● Work to do:
a) Answer these questions using the cabinet speculation post:
(i) How many ministers, including the Premier, does the post consider it quite likely the cabinet will have?
(ii) Across which three ministries are seniors housing options currently spread?
(iii) Which constituency is given in parentheses after Doug Horner's name?
b) Reproduce the cabinet speculation post from "Premier Alison Redford" up to and including "get to that.", substituting "responsibilities" for "portfolios".

● Reading passage:
-------

Category Archives: legislature

Cabinet Speculation

Hey, I’m awful at predictions, but why not speculate on cabinet postings.

Premier Alison Redford has discussed the possibility of some repositioning of portfolios and the possibility of a downsize to cabinet. It is quite likely that we will see 20 ministers in the cabinet including the Premier. As far as responsibility juggling, we could see something done that would help coordinate seniors housing options which is currently spread over three ministries: human services, health and seniors. We might also see a combination of Tourism, Parks and Recreation with Culture and Community Spirit as a way to downsize cabinet by combining some smaller ministries that are justifiably related.

But people tend to be more concerned about who will be in cabinet and so let’s get to that.

First off, let’s look at ministers that will definitely remain in cabinet:

  • Alison Redford (Calgary-Elbow) will be Premier.
  • Doug Horner (Spruce Grove-St. Albert) is competent and popular. He will remain in cabinet and he is likely to remain as deputy premier.

-------

● Listed records:
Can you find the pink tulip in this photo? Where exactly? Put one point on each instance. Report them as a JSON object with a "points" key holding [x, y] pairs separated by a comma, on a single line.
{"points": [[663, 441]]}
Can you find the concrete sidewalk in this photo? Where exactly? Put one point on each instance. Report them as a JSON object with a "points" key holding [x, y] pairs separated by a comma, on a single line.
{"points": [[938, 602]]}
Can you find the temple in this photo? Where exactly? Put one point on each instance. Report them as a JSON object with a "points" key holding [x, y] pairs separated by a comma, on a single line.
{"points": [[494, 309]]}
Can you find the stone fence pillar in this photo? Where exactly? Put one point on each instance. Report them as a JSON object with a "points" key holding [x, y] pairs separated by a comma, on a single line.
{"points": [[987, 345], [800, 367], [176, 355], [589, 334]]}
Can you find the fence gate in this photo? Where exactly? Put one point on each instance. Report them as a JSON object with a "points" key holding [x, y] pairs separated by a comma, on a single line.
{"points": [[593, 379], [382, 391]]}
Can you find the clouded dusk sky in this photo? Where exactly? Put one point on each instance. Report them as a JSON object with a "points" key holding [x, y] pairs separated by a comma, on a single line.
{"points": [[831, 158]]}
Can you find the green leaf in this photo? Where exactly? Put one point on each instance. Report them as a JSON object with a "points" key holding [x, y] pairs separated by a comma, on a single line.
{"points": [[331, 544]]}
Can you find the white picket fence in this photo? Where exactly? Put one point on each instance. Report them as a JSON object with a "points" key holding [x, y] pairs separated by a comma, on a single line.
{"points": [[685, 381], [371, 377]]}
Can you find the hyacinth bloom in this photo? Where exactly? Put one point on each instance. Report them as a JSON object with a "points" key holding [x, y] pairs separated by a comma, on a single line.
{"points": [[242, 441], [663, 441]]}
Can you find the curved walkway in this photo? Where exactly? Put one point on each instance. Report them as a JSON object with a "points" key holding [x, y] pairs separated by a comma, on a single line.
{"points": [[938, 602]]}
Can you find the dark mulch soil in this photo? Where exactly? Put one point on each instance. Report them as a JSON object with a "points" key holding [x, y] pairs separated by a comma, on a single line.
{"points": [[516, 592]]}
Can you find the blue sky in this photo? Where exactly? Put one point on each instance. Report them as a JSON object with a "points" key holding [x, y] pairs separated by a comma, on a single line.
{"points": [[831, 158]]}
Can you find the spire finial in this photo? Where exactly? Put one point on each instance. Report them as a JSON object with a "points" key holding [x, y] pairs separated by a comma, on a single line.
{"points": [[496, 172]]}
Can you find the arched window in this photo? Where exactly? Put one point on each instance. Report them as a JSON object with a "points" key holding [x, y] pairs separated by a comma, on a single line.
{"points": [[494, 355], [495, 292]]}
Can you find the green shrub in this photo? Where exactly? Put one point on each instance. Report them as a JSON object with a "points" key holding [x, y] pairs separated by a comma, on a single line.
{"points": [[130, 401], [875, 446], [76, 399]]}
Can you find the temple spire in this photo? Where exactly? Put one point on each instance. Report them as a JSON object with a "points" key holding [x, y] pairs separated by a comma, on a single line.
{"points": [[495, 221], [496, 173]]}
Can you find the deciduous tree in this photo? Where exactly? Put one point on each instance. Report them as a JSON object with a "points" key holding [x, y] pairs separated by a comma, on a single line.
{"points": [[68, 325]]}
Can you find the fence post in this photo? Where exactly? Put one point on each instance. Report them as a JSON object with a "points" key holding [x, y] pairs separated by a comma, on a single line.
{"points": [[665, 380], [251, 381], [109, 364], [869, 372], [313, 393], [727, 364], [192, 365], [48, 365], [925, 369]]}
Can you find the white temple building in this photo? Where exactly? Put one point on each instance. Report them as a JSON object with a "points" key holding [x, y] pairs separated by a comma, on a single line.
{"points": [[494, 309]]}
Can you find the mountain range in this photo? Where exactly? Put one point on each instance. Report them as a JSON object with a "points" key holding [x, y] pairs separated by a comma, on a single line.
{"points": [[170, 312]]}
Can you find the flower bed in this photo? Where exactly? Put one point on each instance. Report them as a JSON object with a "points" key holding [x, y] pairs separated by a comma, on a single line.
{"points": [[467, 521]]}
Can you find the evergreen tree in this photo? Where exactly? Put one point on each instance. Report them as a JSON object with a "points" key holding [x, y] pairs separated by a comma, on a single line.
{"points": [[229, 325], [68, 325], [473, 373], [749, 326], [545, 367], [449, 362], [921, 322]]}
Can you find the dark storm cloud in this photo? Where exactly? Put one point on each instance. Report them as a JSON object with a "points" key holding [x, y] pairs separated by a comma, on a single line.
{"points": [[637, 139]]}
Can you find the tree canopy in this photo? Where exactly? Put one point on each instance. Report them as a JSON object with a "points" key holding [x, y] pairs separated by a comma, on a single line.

-------

● Outputs for the tasks:
a)
(i) 20 ministers
(ii) Human services, health and seniors
(iii) Spruce Grove-St. Albert

b)
Premier Alison Redford has discussed the possibility of some repositioning of responsibilities and the possibility of a downsize to cabinet. It is quite likely that we will see 20 ministers in the cabinet including the Premier. As far as responsibility juggling, we could see something done that would help coordinate seniors housing options which is currently spread over three ministries: human services, health and seniors. We might also see a combination of Tourism, Parks and Recreation with Culture and Community Spirit as a way to downsize cabinet by combining some smaller ministries that are justifiably related.

But people tend to be more concerned about who will be in cabinet and so let’s get to that.